Please write out exactly the lines of the data below from the line holding "Target: blue jeans" through the line holding "Target: green jacket", and leave out the rest.
[[ DATA, beginning ]]
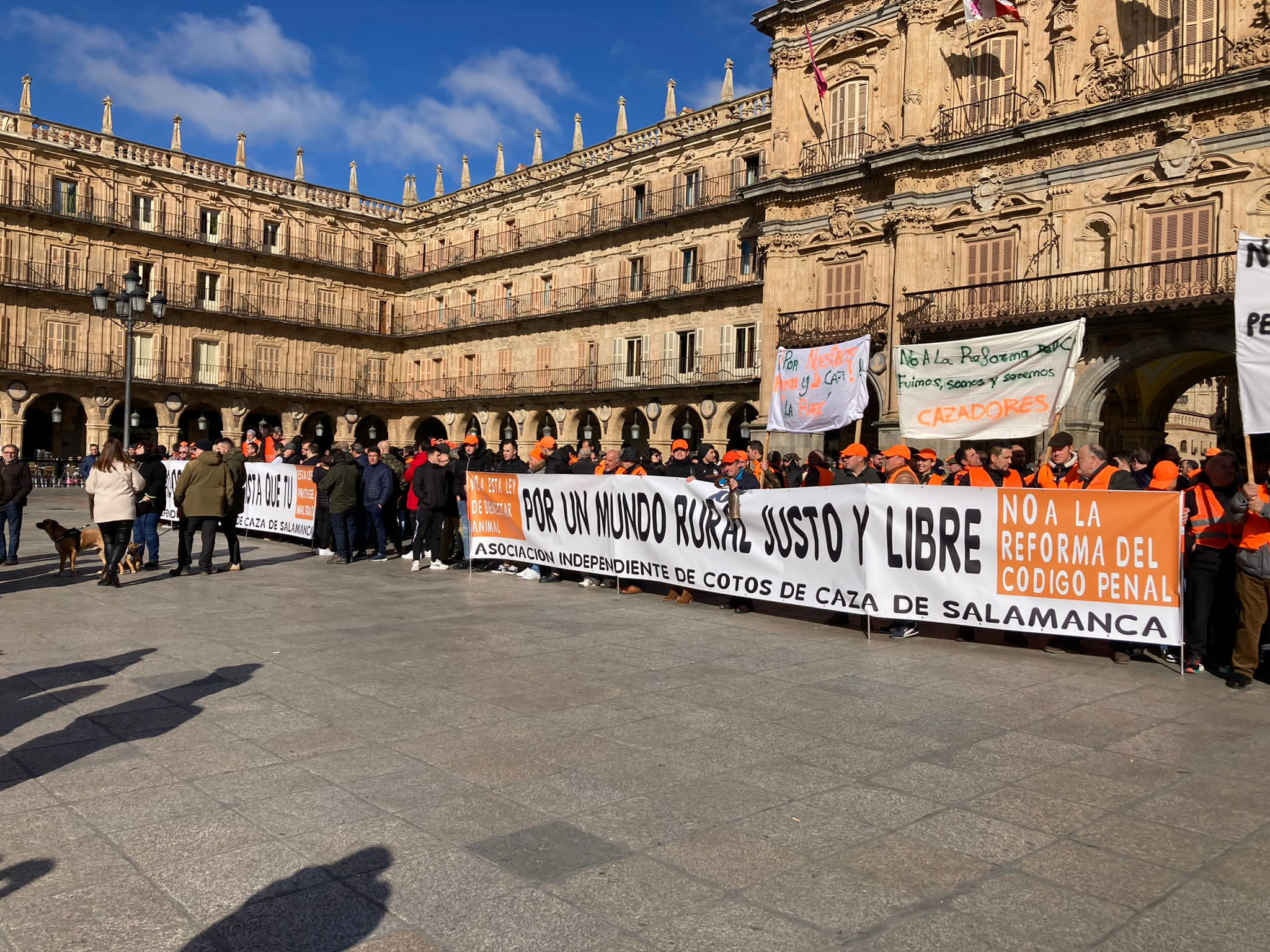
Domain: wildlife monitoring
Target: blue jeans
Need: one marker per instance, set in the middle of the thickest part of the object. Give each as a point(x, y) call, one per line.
point(12, 514)
point(146, 530)
point(345, 526)
point(375, 518)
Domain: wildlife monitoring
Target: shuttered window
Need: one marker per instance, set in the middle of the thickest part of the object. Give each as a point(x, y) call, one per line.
point(843, 283)
point(990, 262)
point(1181, 232)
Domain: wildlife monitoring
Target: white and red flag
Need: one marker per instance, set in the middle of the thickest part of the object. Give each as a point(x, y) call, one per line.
point(822, 86)
point(990, 11)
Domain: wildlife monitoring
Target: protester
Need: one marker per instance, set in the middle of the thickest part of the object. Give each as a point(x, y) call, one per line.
point(112, 487)
point(16, 485)
point(205, 491)
point(151, 501)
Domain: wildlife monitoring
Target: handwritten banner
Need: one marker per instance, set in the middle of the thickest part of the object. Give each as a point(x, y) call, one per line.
point(280, 498)
point(819, 389)
point(1006, 385)
point(1253, 332)
point(1101, 565)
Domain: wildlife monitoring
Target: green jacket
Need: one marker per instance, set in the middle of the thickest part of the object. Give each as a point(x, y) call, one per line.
point(339, 484)
point(238, 471)
point(205, 488)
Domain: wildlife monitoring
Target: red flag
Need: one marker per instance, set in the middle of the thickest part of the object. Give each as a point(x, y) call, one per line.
point(822, 87)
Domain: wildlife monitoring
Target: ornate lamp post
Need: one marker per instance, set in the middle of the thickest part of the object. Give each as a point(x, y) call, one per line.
point(130, 312)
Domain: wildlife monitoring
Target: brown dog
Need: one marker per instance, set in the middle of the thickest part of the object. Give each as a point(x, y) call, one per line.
point(71, 542)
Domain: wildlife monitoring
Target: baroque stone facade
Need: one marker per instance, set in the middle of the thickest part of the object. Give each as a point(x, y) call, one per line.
point(956, 179)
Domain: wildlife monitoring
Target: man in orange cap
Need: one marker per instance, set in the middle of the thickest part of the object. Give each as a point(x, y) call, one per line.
point(898, 471)
point(925, 466)
point(855, 470)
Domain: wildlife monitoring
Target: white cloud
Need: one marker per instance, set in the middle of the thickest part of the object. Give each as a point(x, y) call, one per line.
point(246, 74)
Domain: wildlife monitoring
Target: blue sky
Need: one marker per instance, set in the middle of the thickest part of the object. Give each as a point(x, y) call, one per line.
point(395, 87)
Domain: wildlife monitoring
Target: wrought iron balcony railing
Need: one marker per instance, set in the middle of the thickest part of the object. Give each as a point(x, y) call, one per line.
point(1130, 287)
point(633, 209)
point(831, 325)
point(835, 154)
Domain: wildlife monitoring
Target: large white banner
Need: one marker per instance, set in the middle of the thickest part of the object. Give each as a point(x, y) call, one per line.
point(280, 498)
point(1101, 565)
point(819, 389)
point(1005, 385)
point(1253, 332)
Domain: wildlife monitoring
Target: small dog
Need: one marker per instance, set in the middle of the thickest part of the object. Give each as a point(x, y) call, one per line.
point(71, 542)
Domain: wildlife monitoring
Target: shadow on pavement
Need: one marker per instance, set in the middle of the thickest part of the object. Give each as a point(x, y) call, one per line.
point(14, 878)
point(131, 720)
point(327, 917)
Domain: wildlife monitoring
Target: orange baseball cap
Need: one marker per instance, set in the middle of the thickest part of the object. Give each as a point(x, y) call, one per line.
point(1163, 477)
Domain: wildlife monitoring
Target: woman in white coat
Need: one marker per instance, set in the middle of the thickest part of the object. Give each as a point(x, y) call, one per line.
point(112, 487)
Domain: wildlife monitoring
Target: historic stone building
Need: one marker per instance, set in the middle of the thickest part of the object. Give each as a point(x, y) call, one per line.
point(1094, 161)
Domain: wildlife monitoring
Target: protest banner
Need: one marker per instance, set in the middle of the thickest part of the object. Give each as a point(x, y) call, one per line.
point(1253, 333)
point(1005, 385)
point(1101, 565)
point(819, 389)
point(280, 499)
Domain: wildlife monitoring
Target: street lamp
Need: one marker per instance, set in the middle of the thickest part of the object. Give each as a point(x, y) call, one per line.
point(130, 311)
[[ DATA, end ]]
> WRITTEN REPLY:
Target: blue jeans
Need: one marker per instance, set in the middle of the thickest part of the object. Give each as a point(x, y) call, one per line.
point(12, 514)
point(146, 530)
point(345, 526)
point(375, 518)
Domain: wildlife monitoring
Target: shuttered window
Need: one marker per instance, set in the middle of the thickest part of the object. Give each as a point(x, y) call, one per line.
point(843, 283)
point(990, 262)
point(1181, 232)
Domain: wildlife monitoring
Target: white and red flag
Need: one marker per instance, set in the middle of the thickest part of the object. Give each as a point(x, y) call, one per line.
point(822, 86)
point(990, 11)
Domain: wildlife monitoring
Target: protester
Need: one marker per instance, set in the middle of the thickest part of the object. Give each as a point(x, y) call, one per line.
point(112, 487)
point(16, 485)
point(205, 491)
point(151, 501)
Domain: wildlife monitoring
Target: handwritten banner
Need: one marker per instance, set in the middle of the thickest part of the object. Give each as a point(x, y) call, one per line.
point(280, 498)
point(819, 389)
point(1006, 385)
point(1253, 332)
point(1101, 565)
Domain: wildlife monitoring
Target: green jacket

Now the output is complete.